WHAT IS NEEDED: From the article on goalkeeper Amrinder Singh below, pull out the stretch from "2013–2014 season" through "for Sporting Goa." and reproduce it word for word.

ARTICLE:
========
Amrinder Ranjit Singh (; born 27 May 1993) is an Indian professional footballer who plays as a goalkeeper for Indian Super League club Odisha and the India national team.

Early life and youth career
Amrinder was born on 27 May 1993 in Mahilpur, Punjab, India. Amrinder took up the game of football at a young age but did not play consistently until the age of 15 when he joined his schools' government ran academy, Sports Wing Academy in Paldi, Hoshiarpur in Punjab. Initially Amrinder started at the under-17 level as a striker at Sports Wing Academy but his coach, Yarvinder Singh, noticed that Amrinder had a good build and reach, and encouraged him to be a goalkeeper. He started excelling as a goalkeeper and stayed at the Sports Wing Academy for another two years. While still at Sports Wing, however Amrinder was selected by the Punjab Football Association to represent the Punjab state national team at the under-17 and under-19 levels. His greatest achievement while with the Punjab team was when he helped Punjab win the BC Roy Trophy. After winning the BC Roy Trophy, he was advised by former Pune player Asim Hassan's father, a well-known coach in Punjab, to trial at the Pune Academy. He passed the trial and was placed in the under-19 squad.

Club career

Pune 
After joining the Pune Academy and showing off his goalkeeping skills during the summer of 2011, Singh was selected to join the first team squad of Pune at the age of 18. He made his debut for Pune when he came on as a substitute during the 2011 Indian Federation Cup after Indian international Subrata Pal came off against East Bengal. Pune lost the match 1–2 but with Singh only conceding one of those goals. Singh then made his I-League debut for Pune coming on as a substitute for Shahinlal Meloly in the 21st minute against East Bengal. Pune lost the match 1–3 with all three goals coming in after Amrinder came on to the pitch. After one more game for Pune, in which Amrinder conceded three goals, Pune FC brought in East Bengal goalkeeper Abhra Mondal on loan for the rest of the season. On 5 February 2012, Amrinder kept his first full clean-sheet of his career against then league leaders Dempo as Pune went on to win the match 1–0.

2012-2013 season 
Amrinder played his first match of the 2012-13 I-League season on 14 April 2013 against ONGC F.C. which ended 1–0 with Pune winning the game and it resulted in Amrinder collecting first clean sheet of the season. Amrinder started in the next match against Air India FC on 20 April, in which Amrinder kept a clean sheet as the team rose to win the game on a big margin of 0–6. Singh played his last match of the season on 11 May in a 2–0 victory against Indian Arrows.

2013–2014 season
Amrinder began the 2013–14 I-League season as Pune's No.1 goalkeeper. He started in their first league match of the season against Mohammedan on 21 September 2013 at the Salt Lake Stadium. During the match, Singh gave away a goal to Josimar as Pune went on to win 3–1. After that match, Singh and Pune went on a run of clean-sheets, keeping five of them in a row before conceding two goals and losing 2–0 to Sporting Goa on 2 November. It was also in this match that Singh received a red card in the 81st minute after he brought down the last man on the ball for Sporting Goa.
========
[Object position labeling entries]
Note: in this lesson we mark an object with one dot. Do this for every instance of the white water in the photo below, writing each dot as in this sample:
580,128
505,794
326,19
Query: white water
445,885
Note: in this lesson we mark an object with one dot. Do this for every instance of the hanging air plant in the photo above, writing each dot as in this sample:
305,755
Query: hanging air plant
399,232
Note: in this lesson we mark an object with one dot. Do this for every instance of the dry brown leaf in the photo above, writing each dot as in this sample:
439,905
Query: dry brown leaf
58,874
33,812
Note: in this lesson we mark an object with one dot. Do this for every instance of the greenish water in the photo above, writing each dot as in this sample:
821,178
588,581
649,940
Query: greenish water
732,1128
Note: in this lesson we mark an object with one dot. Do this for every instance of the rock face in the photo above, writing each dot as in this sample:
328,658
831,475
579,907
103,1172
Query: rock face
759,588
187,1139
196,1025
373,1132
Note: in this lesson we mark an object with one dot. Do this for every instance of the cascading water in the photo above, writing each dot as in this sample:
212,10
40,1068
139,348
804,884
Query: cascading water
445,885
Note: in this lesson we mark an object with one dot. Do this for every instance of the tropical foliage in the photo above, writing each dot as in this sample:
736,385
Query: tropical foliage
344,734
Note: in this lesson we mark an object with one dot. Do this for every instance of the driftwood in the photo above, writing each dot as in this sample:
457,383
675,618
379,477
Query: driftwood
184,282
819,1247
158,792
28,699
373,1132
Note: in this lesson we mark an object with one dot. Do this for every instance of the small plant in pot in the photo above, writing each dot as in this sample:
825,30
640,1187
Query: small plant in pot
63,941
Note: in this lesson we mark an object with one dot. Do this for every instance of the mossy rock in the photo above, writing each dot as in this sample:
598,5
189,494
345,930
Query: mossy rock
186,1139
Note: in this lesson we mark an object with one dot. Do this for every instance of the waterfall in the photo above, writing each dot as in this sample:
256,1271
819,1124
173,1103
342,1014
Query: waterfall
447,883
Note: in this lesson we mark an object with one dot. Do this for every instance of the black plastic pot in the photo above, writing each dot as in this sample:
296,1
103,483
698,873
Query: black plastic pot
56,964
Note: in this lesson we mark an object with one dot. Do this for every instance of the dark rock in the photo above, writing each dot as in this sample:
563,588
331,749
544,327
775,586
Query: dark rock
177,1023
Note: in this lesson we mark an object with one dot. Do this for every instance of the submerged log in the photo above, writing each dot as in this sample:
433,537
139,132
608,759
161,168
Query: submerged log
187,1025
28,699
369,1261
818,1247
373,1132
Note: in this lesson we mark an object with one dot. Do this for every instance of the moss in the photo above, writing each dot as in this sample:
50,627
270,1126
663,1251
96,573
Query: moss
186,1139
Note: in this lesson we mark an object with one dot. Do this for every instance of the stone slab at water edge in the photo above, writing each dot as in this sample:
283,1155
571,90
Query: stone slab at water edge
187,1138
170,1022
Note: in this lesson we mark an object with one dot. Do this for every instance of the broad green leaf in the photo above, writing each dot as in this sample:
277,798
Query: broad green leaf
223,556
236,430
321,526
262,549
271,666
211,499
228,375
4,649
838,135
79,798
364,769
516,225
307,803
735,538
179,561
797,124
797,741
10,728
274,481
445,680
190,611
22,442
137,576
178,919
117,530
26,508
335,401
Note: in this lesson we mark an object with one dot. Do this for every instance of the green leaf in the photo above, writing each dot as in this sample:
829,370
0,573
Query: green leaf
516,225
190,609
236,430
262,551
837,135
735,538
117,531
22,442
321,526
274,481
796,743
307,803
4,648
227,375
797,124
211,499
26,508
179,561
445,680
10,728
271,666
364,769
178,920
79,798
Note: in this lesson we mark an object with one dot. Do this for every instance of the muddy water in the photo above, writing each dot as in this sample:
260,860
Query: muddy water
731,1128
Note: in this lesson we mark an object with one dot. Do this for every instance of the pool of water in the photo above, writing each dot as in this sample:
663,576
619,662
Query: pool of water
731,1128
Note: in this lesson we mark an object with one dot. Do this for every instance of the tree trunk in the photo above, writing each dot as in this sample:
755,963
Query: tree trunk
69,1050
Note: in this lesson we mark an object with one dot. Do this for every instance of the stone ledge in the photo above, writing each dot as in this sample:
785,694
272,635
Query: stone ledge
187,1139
========
REPLY TO THE TASK:
2013–2014 season
Amrinder began the 2013–14 I-League season as Pune's No.1 goalkeeper. He started in their first league match of the season against Mohammedan on 21 September 2013 at the Salt Lake Stadium. During the match, Singh gave away a goal to Josimar as Pune went on to win 3–1. After that match, Singh and Pune went on a run of clean-sheets, keeping five of them in a row before conceding two goals and losing 2–0 to Sporting Goa on 2 November. It was also in this match that Singh received a red card in the 81st minute after he brought down the last man on the ball for Sporting Goa.